** START SOURCE PASSAGE **

Such optimization doesn't affect the complexity (indeed, by repeating the proof presented above we'll get the evaluation $n \ln \ln \sqrt n + o(n)$, which is asymptotically the same according to the properties of logarithms), though the number of operations will reduce noticeably.

Since all even numbers (except $2$) are composite, we can stop checking even numbers at all. Instead, we need to operate with odd numbers only.

First, it will allow us to half the needed memory. Second, it will reduce the number of operations performing by algorithm approximately in half.

We should notice that algorithm of Eratosthenes operates with $n$ bits of memory. Hence, we can essentially reduce consumed memory by preserving not $n$ bytes, which are the variables of Boolean type, but $n$ bits, i.e. $\frac n 8$ bytes of memory.

However, such an approach, which is called **bit-level compression**, will complicate the operations with these bits. Read or write operation on any bit will require several arithmetic operations and ultimately slow down the algorithm.

** END SOURCE PASSAGE **
** START ENTRIES SHOWN **

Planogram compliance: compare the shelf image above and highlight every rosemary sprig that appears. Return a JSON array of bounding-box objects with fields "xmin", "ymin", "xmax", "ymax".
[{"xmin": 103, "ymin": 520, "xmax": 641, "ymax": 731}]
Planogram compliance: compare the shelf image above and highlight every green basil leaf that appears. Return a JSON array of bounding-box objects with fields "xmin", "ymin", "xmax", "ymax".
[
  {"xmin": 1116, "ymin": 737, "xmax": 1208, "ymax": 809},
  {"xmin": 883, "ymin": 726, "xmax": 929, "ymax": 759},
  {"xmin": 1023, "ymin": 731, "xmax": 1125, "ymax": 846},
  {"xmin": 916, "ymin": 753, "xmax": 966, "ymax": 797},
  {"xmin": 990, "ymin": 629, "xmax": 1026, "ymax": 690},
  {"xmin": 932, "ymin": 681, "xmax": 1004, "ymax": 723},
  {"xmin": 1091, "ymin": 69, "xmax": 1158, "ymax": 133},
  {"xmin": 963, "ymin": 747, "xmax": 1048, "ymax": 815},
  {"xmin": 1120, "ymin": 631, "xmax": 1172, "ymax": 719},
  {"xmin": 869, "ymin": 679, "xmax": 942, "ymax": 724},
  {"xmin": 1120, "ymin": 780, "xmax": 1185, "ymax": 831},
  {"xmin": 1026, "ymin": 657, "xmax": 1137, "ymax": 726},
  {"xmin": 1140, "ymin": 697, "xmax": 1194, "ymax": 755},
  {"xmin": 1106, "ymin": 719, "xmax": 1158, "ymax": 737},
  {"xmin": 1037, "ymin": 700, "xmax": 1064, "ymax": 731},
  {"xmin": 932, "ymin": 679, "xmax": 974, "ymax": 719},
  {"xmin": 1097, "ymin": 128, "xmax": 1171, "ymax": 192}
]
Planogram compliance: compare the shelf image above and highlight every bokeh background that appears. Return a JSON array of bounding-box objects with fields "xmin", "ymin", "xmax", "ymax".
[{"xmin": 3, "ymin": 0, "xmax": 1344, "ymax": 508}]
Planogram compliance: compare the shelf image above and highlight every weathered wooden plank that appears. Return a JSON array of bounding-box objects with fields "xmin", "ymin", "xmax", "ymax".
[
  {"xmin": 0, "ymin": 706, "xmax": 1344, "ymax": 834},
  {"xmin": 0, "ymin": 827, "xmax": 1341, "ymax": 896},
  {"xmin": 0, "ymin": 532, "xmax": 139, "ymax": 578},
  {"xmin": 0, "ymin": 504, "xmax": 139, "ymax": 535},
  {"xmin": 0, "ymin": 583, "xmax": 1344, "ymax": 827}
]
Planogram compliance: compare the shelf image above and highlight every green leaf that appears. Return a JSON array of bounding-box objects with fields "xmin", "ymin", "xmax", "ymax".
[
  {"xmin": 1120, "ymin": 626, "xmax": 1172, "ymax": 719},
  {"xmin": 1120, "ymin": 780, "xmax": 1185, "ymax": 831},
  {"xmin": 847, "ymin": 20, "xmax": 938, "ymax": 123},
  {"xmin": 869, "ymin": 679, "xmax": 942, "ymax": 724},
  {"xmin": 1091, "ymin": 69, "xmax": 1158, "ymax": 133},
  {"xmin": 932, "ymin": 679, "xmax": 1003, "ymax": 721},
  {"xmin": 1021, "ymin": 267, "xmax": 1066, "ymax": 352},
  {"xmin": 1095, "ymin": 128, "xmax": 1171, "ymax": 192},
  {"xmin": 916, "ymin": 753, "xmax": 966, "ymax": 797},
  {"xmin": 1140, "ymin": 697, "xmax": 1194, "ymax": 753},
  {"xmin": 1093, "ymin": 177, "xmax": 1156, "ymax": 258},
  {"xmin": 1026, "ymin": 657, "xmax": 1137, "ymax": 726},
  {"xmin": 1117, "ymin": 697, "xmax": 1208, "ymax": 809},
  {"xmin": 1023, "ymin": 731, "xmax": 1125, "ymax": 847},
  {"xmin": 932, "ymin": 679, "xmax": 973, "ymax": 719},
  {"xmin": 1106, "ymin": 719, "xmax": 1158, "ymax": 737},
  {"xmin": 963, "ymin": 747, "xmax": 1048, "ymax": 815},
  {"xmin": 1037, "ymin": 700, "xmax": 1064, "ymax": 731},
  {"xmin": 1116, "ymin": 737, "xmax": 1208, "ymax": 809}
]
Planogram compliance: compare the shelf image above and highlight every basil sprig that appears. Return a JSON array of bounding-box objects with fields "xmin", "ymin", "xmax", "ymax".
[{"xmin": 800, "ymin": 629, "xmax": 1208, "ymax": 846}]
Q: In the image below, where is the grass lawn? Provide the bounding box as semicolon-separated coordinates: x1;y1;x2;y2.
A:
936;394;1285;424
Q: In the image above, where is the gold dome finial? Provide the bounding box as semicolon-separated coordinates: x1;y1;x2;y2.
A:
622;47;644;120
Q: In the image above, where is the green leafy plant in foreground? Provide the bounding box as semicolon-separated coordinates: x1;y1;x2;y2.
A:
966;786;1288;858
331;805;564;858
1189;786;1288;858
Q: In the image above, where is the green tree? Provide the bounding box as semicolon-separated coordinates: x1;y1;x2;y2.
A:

** END ENTRIES SHOWN **

- THINGS TO DO
1. Quote the passage on the algorithm of Eratosthenes word for word, starting with "First, it will" and going on through "down the algorithm.".
2. In the passage on the algorithm of Eratosthenes, what is the approach of storing bits instead of Boolean variables called?

- ANSWERS BELOW
1.
First, it will allow us to half the needed memory. Second, it will reduce the number of operations performing by algorithm approximately in half.

We should notice that algorithm of Eratosthenes operates with $n$ bits of memory. Hence, we can essentially reduce consumed memory by preserving not $n$ bytes, which are the variables of Boolean type, but $n$ bits, i.e. $\frac n 8$ bytes of memory.

However, such an approach, which is called **bit-level compression**, will complicate the operations with these bits. Read or write operation on any bit will require several arithmetic operations and ultimately slow down the algorithm.

2. Bit-level compression.